PROBLEM SET:
A - According to the song reviews, who is the only previous member of Heartless Bastards besides Erika Wennerstrom to appear on "Revolution"?
B - Summarize the song reviews in two sentences.

SOURCE PASSAGE:
_ _ _

Tameca Jones, “IDK” — Anyone else, upon seeing the initialism “IDK,” immediately think “my BFF Rose”? Probably just me, because virtually no one else has cell phone commercials from the late ’00s floating around in their head. Anyway, Tameca Jones being able to handle pure pop will come as zero surprise to anyone who’s familiar with Austin’s Empress of Soul. The sultry, arresting funkiness, range and phrasing she displays in her live shows has always suggested an endless versatility, including when she covers classics outside the soul realm like “Bennie and the Jets.”

“IDK” is a very modern pop song, throbbing with sexuality and filled with emotive desperation underpinned by dark beats. Jones sounds at home with this style, and it works: You certainly believe her elegant, elongated moans of “Don’t know what to do” and the abrupt phrasing finishers that follow it on the chorus.

Yet, there’s a sense that here, the Empress doesn’t move to distinguish herself from the modern popstresses whose realm she’s joining. “IDK’s” atmospherics first and most prominently made me think of Zella Day’s 2015 minor hit “Hypnotic,” and her delivery, skilled and powerful as it is, could be mistaken for a lot of people — something you wouldn’t say if you were led blindfolded into one of her live shows. If this offering is part of a committed shift in Tameca’s career, it’s a promising and enjoyable start. But there’s still plenty of room for her to find her own pop voice.

Heartless Bastards, “Revolution” — Wow. Well, this is a way for a band to return after a five-year hiatus. Singing in her lowest register, and channeling the spirit of social-change rock of the late ’60s and folk of forever, Erika Wennerstrom leads us through a summation of … now. 2020. This screwed up, absurd, scarcely-believable-if-we-hadn’t-already-conditioned-ourselves-to-believe-it world.

It appears Heartless Bastards are resuming with some new players; other than Wennerstrom, bassist Jesse Ebaugh is the only previous Bastard on “Revolution.” Sonically, the song’s apparent kinship with Wennerstrom’s wonderful 2018 solo album, Sweet Unknown, is a welcome one. It wasn’t always this way, and doesn’t have to stay like this, Erika reminds us as she and her Bastards churn through a slow-building folk-rock power ballad where those classic influences find a timeless fit in the insanity of the present.

Out of context, the repeated chorus of “The revolution is in your mind” could come off as tired sloganeering, a phrase John Lennon or the Jefferson Airplane would’ve worn out around 1971. But between Wennerstrom’s ominous, commanding delivery and the lyrical call to action that fills out “Revolution’s” superb verses, that chorus joins the whole package as a fairly jarring six-minute awakening.

“Where you going, my friend,” Wennerstrom asks. “Have you forgotten when/There was a time when false information wasn’t so rampant in the sphere/A time when you weren’t questioning everything you hear/Do you remember, do you remember?” Mesmerizingly, she covers many of society’s ills in an economy of words, with the assault on truth taking her most concentrated shots: “Constantly being advertised a life commercialized and disguised/As happiness in pills and potions fancy threads and cars in motion/Hypnotized by gilded lies to line the pockets of so few/While hungry politicians feed bullshit to the masses/To ensure their statuses and further divide the classes.”

Yet, there’s hope here, too. There’s a ton here: Nostalgia, bitterness, and an attempt to motivate the chronically discouraged and disillusioned, all wrapped up in one of the best songs of Heartless Bastards’ highly distinguished body of work. If “Revolution” were more studio-polished and radio-friendly, it could serve as someone’s campaign song. As it is, take it as one for yourself. That’s what Wennerstrom seems to want for it.

_ _ _

Stored entries:
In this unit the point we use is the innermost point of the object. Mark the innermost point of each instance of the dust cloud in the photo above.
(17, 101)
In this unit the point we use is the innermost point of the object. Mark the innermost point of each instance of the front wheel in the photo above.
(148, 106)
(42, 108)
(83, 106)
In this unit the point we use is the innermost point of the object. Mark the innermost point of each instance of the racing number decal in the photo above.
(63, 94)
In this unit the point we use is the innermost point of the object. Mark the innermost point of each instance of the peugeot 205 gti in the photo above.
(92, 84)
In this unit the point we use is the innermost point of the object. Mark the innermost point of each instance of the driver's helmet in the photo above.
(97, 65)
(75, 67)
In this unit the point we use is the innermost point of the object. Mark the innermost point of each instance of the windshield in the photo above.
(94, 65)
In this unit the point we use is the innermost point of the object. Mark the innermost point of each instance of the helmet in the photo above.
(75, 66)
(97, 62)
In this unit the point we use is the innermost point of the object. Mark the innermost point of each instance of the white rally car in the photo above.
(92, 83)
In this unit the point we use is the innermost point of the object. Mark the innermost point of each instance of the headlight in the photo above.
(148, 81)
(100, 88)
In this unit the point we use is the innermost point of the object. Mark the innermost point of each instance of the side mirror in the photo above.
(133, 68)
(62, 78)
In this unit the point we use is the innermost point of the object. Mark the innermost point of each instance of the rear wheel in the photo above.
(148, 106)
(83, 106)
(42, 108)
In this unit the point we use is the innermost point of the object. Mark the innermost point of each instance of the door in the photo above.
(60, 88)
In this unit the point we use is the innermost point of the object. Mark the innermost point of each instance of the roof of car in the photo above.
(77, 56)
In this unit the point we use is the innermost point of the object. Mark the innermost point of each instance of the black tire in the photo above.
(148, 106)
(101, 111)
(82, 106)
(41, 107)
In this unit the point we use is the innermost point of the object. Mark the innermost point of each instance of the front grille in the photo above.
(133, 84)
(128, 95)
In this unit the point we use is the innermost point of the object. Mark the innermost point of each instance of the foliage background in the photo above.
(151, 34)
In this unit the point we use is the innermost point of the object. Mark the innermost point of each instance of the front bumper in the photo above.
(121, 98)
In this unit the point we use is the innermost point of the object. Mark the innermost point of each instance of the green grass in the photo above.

_ _ _

ANSWERS TO THE PROBLEMS:
A - Bassist Jesse Ebaugh.

B - Tameca Jones sounds at home with the modern pop of "IDK," but her delivery could be mistaken for many others, and there is still room for her to find her own pop voice. Heartless Bastards return after a five-year hiatus with "Revolution," a slow-building folk-rock power ballad in which Erika Wennerstrom covers many of society's ills while offering hope, and it ranks among the best songs in the band's body of work.